Mr Andrew Spencer (instructed by Green Wright Chalton Annis) for the Respondent
Judgment
Lord Justice Richards :
This case relates to an accident suffered by Mrs Moira Japp when on holiday at the Crystal Cove Hotel, Barbados in September 2008. She had gone onto the balcony of her hotel room to read a book, closing behind her the sliding glass balcony doors (the overall measurements of which were 10 feet by 8 feet). When the telephone in her room rang a short time later, she got up from her chair and made to go back to the room, but she walked into the closed doors. The glass shattered, causing lacerations to her body. She subsequently brought a claim for damages for personal injury against the tour operator, Virgin Holidays Limited. His Honour Judge Hayward, sitting in the Brighton County Court, gave judgment in her favour (subject to a 20% deduction for contributory negligence) in the sum of £19,200. Virgin now appeals against the judge’s finding of liability.
The hotel was constructed in 1994. It was described by the hotel manager as a four and a half star hotel with between 50 and 60 rooms. He was not aware of any similar accidents at the hotel.
The focus of the case before the judge was on whether the glass in the balcony doors complied with local safety standards. The glass actually used was ¼ inch annealed float glass. The claimant’s case was that safety glass should have been used.
The concentration on local standards stems from the decision of Phillips J in Wilson v Best Travel Ltd [1993] 1 All ER 353, which happened also to be a case involving glass patio doors in a hotel. Phillips J held that the duty of care owed by a tour operator under section 13 of the Supply of Goods and Services Act 1982 included a duty to exercise reasonable care to exclude from the accommodation offered any hotel whose characteristics were such that guests could not spend a holiday there in reasonable safety (page 356g-h). He said that the case was about the standards to be applied in assessing reasonable safety; and as to that, he held that the relevant standards were those applicable locally, not those applicable in England, and that the duty to ensure reasonable safety was discharged if the tour operator had checked that local safety regulations were complied with, unless the absence of a particular safety feature might lead a reasonable holidaymaker to decline to take a holiday at the hotel in question (page 358b-d).

********

TASK STATEMENT: Name each judge who is identified by name in the judgment excerpt.

********

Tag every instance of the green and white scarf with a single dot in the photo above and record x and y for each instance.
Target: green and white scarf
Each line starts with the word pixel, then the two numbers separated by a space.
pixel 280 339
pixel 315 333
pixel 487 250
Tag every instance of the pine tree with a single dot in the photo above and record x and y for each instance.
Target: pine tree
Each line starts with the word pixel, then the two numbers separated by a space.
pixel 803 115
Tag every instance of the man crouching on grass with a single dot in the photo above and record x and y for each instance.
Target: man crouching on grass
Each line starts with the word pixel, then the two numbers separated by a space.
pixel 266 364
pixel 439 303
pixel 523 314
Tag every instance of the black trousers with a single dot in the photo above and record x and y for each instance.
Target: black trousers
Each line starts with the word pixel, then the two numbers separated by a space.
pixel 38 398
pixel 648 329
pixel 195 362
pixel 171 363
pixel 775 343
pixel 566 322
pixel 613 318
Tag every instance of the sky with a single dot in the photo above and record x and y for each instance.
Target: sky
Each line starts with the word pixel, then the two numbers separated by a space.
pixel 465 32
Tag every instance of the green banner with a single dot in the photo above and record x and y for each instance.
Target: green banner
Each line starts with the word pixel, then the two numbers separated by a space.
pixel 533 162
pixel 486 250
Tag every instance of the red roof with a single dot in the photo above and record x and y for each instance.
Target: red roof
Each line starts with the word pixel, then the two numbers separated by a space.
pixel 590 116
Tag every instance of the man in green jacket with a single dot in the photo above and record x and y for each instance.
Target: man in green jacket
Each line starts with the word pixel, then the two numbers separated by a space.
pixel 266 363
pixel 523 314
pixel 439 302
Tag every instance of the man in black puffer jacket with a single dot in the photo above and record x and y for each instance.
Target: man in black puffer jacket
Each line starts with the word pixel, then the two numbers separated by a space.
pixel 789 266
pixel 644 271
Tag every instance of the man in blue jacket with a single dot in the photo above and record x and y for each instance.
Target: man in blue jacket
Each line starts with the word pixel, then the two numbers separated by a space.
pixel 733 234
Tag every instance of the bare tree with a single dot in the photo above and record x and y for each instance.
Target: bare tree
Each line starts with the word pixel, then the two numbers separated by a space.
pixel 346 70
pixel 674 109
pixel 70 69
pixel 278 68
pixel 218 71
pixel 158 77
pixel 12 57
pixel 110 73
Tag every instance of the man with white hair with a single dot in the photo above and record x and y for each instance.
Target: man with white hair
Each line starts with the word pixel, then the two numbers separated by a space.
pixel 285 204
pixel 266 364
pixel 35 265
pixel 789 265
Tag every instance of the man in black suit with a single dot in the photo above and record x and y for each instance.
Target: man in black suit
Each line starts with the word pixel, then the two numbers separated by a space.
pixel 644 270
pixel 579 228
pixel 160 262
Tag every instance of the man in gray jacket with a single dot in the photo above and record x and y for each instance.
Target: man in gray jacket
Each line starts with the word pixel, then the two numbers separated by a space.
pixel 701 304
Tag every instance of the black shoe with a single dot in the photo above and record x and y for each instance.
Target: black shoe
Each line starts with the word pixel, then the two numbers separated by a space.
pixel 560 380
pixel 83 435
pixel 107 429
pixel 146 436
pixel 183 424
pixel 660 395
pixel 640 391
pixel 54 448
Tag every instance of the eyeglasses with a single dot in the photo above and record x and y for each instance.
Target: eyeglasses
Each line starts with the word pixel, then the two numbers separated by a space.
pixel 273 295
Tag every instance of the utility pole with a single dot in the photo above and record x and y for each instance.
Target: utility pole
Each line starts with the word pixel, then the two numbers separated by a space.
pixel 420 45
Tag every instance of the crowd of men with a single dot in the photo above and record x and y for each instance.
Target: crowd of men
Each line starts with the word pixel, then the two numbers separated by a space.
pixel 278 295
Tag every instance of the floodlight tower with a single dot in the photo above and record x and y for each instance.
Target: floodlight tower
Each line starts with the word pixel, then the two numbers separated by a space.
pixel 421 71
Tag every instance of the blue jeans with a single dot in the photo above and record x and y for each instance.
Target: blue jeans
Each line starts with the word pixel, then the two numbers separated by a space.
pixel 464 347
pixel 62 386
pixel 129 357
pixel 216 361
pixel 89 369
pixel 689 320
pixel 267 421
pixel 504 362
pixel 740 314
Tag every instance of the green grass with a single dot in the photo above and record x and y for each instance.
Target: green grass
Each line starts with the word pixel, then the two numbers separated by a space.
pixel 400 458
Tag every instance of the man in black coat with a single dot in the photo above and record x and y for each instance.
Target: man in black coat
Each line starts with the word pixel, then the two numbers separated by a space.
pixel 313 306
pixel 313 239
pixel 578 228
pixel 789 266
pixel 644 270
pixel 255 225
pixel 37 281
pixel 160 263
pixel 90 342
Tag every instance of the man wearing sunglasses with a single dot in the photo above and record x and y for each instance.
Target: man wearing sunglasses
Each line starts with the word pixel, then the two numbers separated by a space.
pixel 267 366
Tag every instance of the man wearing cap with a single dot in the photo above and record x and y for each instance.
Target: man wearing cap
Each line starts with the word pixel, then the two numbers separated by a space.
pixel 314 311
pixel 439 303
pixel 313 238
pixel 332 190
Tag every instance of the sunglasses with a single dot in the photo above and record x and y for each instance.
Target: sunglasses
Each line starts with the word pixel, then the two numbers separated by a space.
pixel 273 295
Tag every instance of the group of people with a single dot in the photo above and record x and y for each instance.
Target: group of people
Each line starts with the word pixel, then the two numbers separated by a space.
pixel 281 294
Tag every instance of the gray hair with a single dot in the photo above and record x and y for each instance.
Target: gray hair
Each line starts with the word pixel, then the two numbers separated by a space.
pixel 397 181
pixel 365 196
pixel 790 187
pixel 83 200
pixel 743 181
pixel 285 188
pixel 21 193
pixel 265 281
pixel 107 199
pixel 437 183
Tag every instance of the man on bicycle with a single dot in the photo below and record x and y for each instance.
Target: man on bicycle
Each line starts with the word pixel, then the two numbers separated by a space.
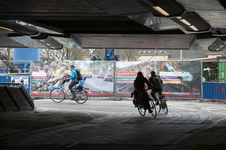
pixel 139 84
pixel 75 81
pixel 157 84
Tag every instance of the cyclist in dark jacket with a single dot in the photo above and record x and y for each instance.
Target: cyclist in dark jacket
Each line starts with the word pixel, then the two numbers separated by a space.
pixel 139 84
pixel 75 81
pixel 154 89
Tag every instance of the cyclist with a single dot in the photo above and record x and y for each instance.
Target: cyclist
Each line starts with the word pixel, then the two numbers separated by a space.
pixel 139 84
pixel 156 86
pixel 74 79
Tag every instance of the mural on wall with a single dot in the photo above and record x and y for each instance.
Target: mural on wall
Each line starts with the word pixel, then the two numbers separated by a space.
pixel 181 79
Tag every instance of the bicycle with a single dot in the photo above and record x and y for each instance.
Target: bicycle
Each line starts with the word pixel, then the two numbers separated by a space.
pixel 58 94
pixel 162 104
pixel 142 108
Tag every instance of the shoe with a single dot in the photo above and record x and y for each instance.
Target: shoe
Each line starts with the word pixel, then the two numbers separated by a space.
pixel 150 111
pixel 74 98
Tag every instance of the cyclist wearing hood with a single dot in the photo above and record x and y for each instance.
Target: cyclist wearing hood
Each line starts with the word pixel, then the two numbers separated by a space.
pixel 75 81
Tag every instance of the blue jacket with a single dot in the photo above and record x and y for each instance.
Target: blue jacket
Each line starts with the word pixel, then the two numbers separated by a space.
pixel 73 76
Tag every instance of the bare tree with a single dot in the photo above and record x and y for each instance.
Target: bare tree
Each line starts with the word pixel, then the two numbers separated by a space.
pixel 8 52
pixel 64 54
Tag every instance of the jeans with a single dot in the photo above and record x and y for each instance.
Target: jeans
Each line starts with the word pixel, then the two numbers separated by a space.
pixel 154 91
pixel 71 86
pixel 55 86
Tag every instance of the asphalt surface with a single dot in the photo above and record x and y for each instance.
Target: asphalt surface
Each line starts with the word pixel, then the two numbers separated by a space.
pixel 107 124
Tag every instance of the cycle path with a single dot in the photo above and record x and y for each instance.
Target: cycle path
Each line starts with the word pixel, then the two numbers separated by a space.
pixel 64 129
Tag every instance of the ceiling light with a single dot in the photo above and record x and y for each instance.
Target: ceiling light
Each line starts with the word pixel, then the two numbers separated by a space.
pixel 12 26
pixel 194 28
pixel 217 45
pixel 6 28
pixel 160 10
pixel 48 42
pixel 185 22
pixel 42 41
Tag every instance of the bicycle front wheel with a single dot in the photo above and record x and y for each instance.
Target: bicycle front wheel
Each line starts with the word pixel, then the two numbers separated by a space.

********

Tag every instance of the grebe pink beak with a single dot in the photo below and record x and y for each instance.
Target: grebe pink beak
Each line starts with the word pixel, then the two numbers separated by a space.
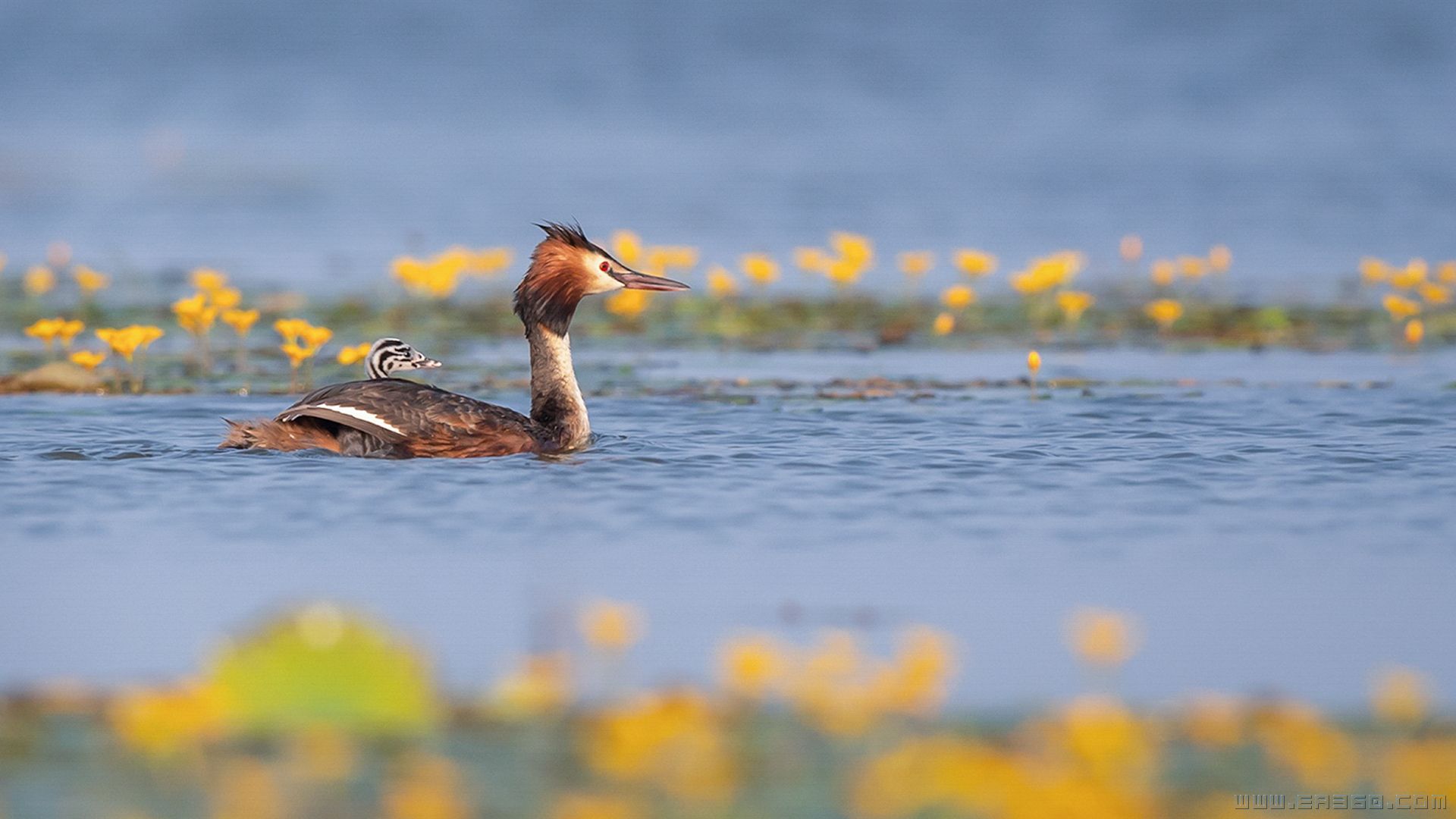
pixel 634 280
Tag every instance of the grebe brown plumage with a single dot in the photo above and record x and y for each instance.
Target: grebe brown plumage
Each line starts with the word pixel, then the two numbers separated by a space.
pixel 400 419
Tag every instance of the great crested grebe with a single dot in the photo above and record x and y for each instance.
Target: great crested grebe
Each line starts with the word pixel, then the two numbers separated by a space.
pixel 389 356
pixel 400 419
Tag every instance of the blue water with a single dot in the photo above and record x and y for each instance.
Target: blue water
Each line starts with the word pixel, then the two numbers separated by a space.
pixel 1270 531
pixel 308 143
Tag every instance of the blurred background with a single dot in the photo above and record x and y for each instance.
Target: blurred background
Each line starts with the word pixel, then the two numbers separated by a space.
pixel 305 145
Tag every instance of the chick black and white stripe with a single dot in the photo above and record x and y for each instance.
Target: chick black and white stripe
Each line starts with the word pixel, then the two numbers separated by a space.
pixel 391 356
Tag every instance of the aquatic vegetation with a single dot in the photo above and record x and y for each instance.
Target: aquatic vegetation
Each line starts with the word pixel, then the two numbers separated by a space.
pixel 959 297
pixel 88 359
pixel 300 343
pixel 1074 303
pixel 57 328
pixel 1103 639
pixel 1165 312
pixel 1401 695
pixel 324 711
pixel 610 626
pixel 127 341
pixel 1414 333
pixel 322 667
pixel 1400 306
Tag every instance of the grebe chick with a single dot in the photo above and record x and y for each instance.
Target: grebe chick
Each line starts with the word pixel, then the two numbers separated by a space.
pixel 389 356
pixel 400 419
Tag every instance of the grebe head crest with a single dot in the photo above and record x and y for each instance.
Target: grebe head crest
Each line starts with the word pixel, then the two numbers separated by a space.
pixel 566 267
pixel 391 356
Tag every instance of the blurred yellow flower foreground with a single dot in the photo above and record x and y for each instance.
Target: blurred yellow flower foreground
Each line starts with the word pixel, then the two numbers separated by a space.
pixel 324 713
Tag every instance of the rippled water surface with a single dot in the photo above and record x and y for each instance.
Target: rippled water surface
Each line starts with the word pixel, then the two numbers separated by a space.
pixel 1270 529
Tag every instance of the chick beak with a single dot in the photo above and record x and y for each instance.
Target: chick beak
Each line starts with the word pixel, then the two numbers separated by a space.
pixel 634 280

********

THE OUTPUT:
- Lord Justice Richards
- His Honour Judge Hayward
- Phillips J